====== Records for the task
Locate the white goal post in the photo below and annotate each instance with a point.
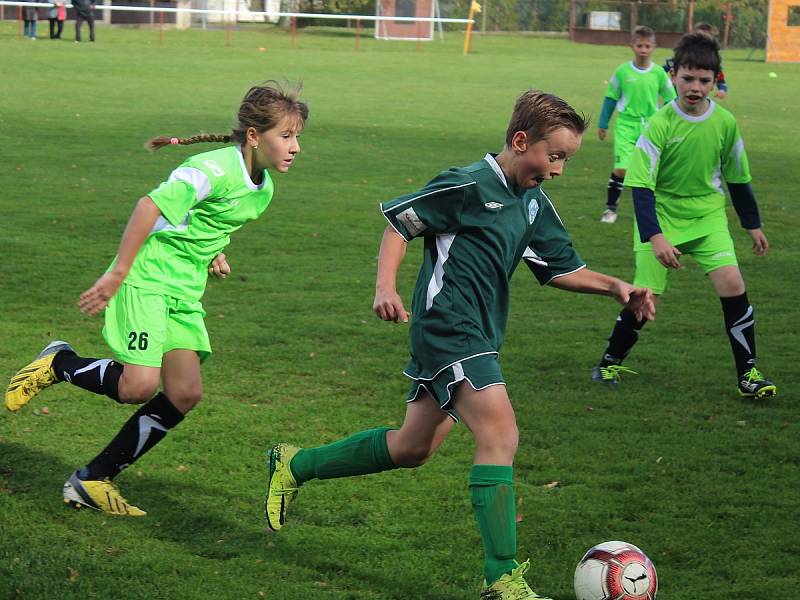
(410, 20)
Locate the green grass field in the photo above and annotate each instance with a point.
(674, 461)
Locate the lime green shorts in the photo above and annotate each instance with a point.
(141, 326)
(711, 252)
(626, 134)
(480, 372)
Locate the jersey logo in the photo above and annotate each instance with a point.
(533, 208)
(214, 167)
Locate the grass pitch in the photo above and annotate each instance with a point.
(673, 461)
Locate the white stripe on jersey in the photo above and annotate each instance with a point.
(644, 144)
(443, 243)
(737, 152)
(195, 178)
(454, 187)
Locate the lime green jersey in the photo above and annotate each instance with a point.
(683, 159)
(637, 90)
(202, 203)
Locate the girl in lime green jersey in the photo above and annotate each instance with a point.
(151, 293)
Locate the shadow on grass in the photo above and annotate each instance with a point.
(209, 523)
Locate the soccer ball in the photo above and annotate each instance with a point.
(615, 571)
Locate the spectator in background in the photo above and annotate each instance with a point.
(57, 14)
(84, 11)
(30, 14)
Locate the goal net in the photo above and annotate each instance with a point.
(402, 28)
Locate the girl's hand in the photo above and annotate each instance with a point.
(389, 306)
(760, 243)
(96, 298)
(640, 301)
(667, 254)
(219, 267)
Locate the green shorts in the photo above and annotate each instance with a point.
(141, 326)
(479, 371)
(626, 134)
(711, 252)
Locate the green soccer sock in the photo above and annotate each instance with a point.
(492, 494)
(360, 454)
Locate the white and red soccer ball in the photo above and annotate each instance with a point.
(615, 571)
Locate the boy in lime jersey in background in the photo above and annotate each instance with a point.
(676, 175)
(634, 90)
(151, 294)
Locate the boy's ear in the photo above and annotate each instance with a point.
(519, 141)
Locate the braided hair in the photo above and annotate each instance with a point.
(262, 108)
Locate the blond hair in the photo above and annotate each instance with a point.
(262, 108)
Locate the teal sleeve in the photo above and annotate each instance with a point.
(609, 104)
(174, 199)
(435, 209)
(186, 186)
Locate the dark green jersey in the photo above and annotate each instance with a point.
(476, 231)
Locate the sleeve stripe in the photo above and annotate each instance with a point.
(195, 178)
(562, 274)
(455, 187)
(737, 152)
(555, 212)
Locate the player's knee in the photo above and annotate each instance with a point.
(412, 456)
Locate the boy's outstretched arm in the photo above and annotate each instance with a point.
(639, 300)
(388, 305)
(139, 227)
============
====== Records for the task
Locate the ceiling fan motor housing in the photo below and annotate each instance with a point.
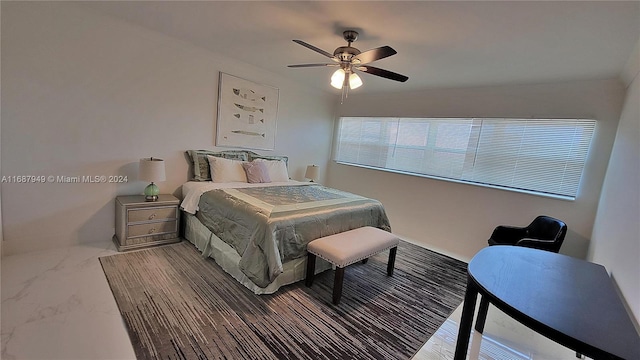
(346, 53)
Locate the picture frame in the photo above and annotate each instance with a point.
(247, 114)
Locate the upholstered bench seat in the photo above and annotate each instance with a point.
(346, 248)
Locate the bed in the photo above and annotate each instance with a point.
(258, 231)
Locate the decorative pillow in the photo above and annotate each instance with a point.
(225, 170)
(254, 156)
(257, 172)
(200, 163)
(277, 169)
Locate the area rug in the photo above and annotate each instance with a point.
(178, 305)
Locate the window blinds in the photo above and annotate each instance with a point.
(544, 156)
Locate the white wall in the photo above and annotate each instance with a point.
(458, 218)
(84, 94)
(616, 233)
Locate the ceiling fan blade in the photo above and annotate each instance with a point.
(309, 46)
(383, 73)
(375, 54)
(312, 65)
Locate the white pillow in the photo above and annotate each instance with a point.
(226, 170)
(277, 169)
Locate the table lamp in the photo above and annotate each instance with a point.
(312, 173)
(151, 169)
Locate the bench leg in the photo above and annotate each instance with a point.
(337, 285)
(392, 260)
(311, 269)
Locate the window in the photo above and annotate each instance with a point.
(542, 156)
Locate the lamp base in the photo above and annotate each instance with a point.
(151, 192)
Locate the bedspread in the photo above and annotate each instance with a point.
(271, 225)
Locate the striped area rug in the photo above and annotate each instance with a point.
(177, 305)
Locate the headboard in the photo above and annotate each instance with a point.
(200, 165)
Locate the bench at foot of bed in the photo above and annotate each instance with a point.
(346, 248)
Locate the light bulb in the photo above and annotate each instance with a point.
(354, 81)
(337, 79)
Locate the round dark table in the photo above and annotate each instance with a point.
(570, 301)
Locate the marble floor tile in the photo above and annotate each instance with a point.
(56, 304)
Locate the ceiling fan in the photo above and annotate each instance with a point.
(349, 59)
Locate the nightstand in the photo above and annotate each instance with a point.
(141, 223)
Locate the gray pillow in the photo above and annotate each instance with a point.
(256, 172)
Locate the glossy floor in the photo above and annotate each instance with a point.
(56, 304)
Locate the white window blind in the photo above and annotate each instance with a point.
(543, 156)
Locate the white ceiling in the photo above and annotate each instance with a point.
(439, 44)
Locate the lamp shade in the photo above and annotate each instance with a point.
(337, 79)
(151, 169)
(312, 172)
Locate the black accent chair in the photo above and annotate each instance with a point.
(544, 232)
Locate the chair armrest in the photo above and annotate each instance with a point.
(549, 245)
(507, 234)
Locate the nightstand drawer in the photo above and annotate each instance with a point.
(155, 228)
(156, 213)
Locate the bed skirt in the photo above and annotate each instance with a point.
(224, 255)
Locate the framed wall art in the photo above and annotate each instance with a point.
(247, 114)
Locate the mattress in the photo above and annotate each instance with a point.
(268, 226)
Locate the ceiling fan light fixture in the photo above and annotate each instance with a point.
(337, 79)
============
====== Records for the task
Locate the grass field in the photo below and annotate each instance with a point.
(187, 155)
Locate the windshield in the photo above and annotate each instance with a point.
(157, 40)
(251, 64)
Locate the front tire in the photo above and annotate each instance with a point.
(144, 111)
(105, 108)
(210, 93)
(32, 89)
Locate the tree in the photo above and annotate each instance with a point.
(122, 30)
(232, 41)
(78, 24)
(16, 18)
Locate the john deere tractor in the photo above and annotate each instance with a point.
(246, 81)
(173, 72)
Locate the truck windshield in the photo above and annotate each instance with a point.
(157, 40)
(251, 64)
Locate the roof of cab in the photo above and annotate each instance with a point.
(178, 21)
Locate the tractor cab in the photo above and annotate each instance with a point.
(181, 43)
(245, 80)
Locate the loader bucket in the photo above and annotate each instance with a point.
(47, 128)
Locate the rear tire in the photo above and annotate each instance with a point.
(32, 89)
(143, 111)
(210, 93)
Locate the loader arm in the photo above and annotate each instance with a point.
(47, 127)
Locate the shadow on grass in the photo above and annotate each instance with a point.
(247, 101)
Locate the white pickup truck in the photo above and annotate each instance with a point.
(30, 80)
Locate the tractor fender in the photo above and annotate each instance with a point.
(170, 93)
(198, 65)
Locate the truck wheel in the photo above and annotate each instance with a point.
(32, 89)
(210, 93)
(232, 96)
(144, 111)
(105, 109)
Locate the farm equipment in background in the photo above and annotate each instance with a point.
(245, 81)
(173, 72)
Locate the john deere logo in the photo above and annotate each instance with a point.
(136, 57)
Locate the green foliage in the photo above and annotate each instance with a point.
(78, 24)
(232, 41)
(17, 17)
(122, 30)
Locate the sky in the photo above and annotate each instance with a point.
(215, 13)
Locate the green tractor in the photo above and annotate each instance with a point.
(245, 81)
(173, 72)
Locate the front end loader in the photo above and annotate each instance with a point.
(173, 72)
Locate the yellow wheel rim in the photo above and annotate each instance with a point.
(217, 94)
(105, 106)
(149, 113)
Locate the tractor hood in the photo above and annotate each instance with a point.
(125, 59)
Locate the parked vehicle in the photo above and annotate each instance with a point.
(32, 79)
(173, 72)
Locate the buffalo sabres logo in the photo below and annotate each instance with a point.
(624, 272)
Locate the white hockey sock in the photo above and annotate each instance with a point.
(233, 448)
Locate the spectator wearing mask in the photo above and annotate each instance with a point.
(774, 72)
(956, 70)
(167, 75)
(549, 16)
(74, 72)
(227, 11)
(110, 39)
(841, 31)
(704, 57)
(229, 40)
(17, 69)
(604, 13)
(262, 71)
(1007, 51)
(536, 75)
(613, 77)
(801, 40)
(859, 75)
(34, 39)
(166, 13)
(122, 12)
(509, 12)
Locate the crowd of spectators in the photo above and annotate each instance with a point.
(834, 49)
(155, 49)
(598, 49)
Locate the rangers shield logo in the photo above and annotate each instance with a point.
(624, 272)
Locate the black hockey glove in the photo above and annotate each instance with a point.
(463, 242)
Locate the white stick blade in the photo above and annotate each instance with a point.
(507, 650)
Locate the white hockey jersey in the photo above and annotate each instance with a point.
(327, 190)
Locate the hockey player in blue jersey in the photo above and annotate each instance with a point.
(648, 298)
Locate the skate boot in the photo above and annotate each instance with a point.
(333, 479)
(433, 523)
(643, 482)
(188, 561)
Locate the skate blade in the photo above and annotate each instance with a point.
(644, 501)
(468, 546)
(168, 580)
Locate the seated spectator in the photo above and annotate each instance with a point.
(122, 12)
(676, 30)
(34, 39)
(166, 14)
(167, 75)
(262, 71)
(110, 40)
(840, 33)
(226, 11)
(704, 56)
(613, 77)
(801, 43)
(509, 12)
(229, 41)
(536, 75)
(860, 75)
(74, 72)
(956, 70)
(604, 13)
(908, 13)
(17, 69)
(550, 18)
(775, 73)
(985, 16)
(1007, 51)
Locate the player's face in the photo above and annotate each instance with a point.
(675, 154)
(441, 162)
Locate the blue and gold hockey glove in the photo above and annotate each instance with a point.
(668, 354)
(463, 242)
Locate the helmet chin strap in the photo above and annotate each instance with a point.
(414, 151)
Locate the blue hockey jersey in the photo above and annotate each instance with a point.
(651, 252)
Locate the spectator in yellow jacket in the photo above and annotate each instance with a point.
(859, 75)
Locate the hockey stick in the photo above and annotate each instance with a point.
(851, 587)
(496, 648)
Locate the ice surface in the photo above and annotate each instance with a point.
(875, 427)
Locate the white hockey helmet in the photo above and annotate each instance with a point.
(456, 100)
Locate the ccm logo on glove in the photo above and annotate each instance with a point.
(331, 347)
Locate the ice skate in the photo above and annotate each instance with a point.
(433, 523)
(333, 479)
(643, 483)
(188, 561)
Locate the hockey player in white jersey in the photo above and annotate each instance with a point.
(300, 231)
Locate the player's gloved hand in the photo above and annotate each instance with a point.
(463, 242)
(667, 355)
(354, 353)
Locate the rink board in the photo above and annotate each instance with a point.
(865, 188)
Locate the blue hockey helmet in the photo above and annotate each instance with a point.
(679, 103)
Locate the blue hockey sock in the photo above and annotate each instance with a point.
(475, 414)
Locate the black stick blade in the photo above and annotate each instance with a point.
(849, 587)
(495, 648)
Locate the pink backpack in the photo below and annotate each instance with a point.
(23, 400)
============
* Requirements: Please identify every line in the records above that contains the word "bench" and copy each of those lines in full. Treat case as significant when matching.

* Full answer:
Locate the upholstered bench seat in the photo above and annotate each instance with a point.
Locate the bench leg in the photo above and annotate each instance with a point.
Locate the bench at foot of bed in the photo above and annotate each instance with a point.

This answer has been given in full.